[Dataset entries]
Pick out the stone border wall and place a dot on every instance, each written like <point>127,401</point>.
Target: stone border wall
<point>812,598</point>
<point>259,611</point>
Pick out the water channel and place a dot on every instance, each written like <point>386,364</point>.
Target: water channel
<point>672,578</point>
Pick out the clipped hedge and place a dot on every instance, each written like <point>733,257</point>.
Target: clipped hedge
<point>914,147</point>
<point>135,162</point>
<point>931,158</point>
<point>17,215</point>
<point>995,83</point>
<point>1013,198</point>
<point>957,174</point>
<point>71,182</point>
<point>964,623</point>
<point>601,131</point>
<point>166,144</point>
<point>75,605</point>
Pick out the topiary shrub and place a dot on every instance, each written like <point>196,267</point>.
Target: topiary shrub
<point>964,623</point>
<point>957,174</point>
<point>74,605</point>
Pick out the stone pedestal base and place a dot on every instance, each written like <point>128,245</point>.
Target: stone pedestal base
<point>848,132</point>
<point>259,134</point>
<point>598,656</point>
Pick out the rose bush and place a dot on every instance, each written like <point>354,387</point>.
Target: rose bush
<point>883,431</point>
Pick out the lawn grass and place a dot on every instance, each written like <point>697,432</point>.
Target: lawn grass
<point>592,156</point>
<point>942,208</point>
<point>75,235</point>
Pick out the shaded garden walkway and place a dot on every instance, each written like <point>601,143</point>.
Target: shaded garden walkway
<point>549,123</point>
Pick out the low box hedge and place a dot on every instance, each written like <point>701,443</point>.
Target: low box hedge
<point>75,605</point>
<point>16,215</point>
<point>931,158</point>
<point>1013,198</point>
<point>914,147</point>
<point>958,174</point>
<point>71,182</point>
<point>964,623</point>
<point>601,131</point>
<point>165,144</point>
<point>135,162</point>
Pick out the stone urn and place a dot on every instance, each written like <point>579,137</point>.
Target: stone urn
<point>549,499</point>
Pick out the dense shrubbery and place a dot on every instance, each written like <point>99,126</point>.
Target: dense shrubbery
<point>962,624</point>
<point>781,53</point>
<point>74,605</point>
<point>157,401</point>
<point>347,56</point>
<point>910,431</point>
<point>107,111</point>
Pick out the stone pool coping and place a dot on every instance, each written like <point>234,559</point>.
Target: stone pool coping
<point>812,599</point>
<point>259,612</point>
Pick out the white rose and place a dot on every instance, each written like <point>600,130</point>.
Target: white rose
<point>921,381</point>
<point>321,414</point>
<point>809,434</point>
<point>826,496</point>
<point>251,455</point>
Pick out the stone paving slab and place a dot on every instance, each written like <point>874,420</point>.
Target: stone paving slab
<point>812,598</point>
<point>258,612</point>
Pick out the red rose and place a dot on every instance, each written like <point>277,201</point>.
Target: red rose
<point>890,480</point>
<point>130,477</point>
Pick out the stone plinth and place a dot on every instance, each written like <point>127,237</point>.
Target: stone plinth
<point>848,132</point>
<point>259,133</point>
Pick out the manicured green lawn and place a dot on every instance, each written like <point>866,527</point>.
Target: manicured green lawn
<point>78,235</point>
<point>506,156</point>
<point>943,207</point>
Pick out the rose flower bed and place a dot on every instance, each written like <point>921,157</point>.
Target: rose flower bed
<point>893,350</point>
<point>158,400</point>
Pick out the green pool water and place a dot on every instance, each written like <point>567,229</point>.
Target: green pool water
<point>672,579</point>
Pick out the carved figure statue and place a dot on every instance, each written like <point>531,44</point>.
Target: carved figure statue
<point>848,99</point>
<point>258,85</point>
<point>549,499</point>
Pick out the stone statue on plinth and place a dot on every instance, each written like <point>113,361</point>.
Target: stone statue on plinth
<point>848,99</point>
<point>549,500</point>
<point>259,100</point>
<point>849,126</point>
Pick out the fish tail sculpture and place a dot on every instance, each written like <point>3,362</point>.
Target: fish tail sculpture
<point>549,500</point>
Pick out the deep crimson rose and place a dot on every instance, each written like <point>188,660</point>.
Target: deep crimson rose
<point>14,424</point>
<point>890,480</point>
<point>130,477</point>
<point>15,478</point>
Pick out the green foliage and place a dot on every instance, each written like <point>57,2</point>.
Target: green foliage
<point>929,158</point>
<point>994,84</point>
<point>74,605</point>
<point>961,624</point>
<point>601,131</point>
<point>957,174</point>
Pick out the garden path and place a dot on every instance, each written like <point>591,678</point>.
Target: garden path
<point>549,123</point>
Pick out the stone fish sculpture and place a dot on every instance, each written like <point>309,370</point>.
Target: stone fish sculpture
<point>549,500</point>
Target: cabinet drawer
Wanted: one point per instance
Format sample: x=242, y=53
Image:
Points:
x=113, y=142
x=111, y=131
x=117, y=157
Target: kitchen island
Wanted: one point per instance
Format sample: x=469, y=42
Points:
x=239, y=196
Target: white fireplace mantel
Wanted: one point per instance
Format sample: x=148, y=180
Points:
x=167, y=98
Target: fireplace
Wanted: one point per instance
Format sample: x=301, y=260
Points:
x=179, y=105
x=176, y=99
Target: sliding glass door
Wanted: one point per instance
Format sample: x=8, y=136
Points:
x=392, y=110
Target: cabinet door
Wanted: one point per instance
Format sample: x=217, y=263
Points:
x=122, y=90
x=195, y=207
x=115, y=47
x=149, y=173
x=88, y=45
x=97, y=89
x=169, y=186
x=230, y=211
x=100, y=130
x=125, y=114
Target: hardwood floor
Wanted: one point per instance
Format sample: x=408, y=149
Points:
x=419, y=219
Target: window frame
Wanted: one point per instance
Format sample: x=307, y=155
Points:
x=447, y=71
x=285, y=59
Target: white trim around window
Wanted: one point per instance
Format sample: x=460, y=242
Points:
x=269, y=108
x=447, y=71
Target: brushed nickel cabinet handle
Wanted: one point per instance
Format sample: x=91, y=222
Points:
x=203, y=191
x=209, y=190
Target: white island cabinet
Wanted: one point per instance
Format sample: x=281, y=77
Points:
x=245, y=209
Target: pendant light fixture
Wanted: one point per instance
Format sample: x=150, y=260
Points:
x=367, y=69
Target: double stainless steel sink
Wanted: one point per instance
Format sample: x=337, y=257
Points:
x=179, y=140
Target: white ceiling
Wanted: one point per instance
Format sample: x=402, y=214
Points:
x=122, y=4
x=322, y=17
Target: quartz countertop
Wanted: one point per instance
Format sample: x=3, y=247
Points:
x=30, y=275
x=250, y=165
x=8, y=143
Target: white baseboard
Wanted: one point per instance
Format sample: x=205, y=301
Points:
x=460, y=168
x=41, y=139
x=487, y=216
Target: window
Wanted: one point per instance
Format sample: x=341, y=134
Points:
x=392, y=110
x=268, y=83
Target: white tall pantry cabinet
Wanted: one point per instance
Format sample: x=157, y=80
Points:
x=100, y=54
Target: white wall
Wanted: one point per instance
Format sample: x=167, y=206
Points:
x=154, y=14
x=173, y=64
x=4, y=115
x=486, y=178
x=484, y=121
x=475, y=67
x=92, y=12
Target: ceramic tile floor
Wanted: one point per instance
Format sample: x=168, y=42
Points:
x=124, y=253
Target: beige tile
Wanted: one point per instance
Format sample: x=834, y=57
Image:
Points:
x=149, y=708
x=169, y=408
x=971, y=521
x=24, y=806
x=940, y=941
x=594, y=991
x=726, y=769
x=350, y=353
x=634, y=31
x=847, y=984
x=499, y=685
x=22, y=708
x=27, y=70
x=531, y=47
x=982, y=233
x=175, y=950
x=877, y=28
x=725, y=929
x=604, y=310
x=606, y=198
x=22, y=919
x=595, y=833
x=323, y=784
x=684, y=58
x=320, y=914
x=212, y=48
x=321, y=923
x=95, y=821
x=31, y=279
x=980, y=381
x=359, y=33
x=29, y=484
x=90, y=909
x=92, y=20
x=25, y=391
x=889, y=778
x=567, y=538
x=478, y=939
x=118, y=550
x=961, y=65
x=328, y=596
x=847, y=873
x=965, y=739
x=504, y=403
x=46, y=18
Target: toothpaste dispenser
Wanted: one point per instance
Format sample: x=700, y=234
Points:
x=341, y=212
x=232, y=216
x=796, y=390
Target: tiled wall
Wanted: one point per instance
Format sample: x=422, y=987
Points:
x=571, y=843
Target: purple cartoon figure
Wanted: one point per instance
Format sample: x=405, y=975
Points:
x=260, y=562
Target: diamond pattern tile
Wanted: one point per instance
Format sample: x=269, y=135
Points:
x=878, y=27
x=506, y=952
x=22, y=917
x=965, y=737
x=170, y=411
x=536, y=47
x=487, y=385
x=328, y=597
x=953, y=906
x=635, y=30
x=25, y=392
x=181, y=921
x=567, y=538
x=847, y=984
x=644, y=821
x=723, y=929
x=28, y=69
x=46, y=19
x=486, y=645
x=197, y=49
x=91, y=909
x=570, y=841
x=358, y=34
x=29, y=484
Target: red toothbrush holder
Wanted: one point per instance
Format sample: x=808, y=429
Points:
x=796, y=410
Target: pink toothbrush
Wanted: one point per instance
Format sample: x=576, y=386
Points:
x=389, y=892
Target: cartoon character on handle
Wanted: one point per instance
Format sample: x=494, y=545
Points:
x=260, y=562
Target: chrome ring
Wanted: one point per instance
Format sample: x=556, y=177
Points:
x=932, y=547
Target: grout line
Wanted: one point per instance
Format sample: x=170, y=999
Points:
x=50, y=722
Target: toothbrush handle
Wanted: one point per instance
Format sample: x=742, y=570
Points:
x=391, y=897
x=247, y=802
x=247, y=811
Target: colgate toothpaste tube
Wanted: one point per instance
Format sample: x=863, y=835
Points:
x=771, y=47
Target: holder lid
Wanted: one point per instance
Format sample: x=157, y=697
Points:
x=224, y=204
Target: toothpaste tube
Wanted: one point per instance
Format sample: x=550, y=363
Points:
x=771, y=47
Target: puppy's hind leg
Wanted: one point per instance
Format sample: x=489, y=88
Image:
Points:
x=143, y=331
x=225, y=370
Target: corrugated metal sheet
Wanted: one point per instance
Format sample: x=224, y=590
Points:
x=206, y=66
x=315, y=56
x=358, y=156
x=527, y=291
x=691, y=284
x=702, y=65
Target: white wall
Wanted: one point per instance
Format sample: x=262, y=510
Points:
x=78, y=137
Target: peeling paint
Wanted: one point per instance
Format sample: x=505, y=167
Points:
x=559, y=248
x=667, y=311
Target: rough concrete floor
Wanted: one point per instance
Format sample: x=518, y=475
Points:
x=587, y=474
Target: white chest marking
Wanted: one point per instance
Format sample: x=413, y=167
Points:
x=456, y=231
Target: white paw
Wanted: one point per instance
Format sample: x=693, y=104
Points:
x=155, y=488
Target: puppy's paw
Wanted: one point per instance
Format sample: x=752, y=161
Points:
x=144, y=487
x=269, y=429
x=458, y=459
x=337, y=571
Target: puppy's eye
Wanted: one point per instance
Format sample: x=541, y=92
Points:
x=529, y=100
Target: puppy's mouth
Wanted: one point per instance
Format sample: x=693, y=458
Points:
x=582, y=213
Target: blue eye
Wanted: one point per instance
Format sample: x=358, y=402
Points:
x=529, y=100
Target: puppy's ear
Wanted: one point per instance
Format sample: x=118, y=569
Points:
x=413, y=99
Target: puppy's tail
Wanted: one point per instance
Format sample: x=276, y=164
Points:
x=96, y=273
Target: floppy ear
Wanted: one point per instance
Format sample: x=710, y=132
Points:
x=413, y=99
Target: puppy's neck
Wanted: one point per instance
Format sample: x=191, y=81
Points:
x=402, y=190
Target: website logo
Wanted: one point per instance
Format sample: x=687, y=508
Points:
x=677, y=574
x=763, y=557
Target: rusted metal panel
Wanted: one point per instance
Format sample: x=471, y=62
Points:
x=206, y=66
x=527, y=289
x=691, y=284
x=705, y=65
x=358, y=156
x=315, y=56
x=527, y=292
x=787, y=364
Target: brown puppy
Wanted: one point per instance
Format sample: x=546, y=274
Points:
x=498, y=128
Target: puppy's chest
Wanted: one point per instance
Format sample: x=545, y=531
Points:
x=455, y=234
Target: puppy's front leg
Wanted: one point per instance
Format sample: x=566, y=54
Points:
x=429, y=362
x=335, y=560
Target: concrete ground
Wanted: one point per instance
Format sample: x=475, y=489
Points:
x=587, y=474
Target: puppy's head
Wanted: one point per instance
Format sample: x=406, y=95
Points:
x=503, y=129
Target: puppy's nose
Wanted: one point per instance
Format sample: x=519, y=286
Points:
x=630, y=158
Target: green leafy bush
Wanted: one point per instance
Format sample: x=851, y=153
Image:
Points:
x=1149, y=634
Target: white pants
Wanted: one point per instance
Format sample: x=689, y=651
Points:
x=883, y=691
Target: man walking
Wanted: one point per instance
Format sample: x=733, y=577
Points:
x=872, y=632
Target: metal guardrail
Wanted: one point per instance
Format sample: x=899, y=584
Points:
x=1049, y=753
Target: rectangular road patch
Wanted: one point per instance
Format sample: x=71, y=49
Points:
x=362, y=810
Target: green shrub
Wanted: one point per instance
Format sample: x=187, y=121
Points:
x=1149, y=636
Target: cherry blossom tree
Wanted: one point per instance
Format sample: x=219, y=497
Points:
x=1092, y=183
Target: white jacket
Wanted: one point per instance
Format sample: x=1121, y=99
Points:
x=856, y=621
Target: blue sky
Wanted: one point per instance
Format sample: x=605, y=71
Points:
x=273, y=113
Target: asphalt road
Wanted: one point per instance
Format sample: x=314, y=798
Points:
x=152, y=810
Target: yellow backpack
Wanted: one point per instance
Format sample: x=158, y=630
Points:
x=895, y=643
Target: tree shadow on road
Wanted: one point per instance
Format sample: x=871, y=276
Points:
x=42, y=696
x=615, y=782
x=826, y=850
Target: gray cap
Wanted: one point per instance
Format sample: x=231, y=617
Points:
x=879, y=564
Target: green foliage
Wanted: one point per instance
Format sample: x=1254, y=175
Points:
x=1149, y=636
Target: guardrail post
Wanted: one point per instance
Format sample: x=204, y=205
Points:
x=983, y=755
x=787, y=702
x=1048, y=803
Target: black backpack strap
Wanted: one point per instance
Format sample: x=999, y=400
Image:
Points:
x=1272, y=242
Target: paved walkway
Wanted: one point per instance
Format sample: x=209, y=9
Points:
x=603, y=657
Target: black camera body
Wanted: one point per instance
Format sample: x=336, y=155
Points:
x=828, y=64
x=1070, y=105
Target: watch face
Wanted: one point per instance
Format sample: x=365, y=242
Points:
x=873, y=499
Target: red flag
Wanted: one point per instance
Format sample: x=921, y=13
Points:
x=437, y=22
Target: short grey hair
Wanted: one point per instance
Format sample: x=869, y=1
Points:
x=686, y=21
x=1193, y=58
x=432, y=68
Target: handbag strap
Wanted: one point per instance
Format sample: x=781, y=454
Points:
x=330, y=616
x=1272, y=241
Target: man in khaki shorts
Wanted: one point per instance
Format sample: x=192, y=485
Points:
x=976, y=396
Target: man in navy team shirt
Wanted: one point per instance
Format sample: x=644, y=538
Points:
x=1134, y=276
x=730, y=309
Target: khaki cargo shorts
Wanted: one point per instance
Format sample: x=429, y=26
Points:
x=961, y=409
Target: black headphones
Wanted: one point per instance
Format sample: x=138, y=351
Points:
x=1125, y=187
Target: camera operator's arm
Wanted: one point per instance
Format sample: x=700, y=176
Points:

## Directions for this task
Identify the lines of the entries containing the string "toothpaste". Copy each such line.

## Result for this exercise
Target: toothpaste dispenser
Target: colgate toothpaste tube
Target: toothpaste tube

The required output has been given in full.